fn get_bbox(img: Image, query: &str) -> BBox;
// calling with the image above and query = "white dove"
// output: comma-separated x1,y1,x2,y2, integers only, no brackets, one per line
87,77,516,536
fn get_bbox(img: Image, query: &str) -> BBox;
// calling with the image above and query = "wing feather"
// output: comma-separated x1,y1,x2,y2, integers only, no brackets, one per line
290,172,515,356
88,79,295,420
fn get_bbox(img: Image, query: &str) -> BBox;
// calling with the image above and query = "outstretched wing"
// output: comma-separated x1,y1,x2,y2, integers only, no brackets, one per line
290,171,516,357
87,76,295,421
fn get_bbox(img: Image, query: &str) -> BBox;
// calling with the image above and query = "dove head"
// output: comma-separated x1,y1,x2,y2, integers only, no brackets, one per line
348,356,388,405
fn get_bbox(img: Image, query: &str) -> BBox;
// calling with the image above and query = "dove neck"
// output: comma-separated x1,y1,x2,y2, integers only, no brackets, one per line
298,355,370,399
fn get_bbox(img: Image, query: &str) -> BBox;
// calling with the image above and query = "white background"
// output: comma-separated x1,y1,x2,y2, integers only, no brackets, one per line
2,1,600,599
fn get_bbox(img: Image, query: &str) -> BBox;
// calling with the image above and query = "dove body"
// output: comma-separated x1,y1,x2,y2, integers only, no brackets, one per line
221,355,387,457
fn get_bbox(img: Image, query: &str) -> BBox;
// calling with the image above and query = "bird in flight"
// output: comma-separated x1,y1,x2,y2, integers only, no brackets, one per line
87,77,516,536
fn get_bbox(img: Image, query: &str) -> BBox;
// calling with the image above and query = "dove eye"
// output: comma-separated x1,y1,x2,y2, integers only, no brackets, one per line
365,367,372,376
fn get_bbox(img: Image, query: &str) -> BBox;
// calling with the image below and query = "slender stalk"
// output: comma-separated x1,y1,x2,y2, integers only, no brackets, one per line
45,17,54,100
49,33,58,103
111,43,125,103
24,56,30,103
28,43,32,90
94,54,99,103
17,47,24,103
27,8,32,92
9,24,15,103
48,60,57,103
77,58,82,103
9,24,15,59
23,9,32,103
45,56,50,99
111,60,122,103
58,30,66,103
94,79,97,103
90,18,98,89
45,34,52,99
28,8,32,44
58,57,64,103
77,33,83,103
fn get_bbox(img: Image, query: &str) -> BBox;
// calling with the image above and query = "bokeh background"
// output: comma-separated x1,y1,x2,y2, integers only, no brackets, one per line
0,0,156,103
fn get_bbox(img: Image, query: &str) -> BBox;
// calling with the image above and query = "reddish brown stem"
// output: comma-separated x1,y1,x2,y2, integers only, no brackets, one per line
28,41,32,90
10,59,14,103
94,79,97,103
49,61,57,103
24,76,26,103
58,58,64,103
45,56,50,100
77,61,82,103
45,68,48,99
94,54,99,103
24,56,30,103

◆ ◆ ◆ ◆ ◆

* **The problem**: Your task is to copy every record exactly.

* **Answer section**:
fn get_bbox(img: Image, query: &str) -> BBox;
// calling with the image above and query = "white dove"
// output: comma-separated x1,y1,x2,y2, integers only, no brackets, one per line
87,77,516,536
fn get_bbox(img: Image, query: &str) -> BBox;
// calling with the image above and query = "wing feather"
// output: comma-separated x1,y1,x2,y2, integers only, no brackets, one per line
290,172,515,356
88,79,295,420
fn get_bbox(img: Image, query: &str) -> BBox;
// calling with the image above and query = "outstretched wing"
// output: comma-separated x1,y1,x2,y2, integers only, no brackets, one per line
290,171,516,357
87,76,295,421
fn get_bbox(img: Image, query: &str) -> BBox;
// calling with the image above and query = "dove head"
// output: comma-separated x1,y1,x2,y2, integers only, no brackets, one per line
348,356,388,405
fn get_bbox(img: Image, query: &str) -> BBox;
// calling with the image above and query = "dove neck"
// output: comma-separated x1,y1,x2,y2, integers only, no brackets, one per line
298,355,370,399
fn get_bbox(img: Image, query: &str) -> BBox;
// calling with the image above and query = "white background"
// output: comma-separated x1,y1,x2,y2, integers only, no brackets, one per line
2,1,600,599
fn get_bbox(img: Image, query: &str) -> BBox;
// calling with the image above and query = "dove body"
// output: comma-separated x1,y1,x2,y2, integers only, no brackets, one per line
221,355,387,457
fn get_bbox(img: Image, query: &str) -> BBox;
// calling with the image above and query = "bird in flight"
// output: comma-separated x1,y1,x2,y2, integers only, no brackets, one per line
87,77,516,536
fn get_bbox(img: Image, query: &str) -> BBox;
// calling with the image above and query = "dove eye"
// output: comma-separated x1,y1,x2,y2, integers only, no brackets, one per line
365,367,372,376
fn get_bbox(img: Image, query: &str) -> BBox;
// calling with the image below and query = "slender stalk"
// output: comma-separated x1,y1,x2,y2, integers only, no brackets, one per line
45,17,54,100
49,33,58,103
111,43,125,103
24,56,30,103
28,43,32,90
94,54,99,103
17,47,24,103
27,8,32,92
9,24,15,103
48,60,57,103
77,58,82,103
9,24,15,59
23,9,32,103
45,56,50,99
111,60,122,103
58,30,66,103
94,79,97,103
90,18,98,89
45,34,52,99
28,8,32,44
58,57,64,103
77,33,83,103
fn get_bbox(img: Image, query: &str) -> BBox;
// calling with the image above and query = "bokeh background"
// output: comma-separated x1,y1,x2,y2, integers only, no brackets, one per line
0,0,156,103
fn get_bbox(img: Image, query: &str) -> BBox;
// calling with the image above and query = "reddish brown stem"
// output: comma-separated x1,y1,x2,y2, integers only, no brackets, one per line
28,41,32,90
10,59,14,103
94,79,97,103
49,61,57,103
24,76,26,103
58,58,64,103
45,56,50,100
77,61,82,103
45,68,48,99
94,54,99,103
24,56,30,103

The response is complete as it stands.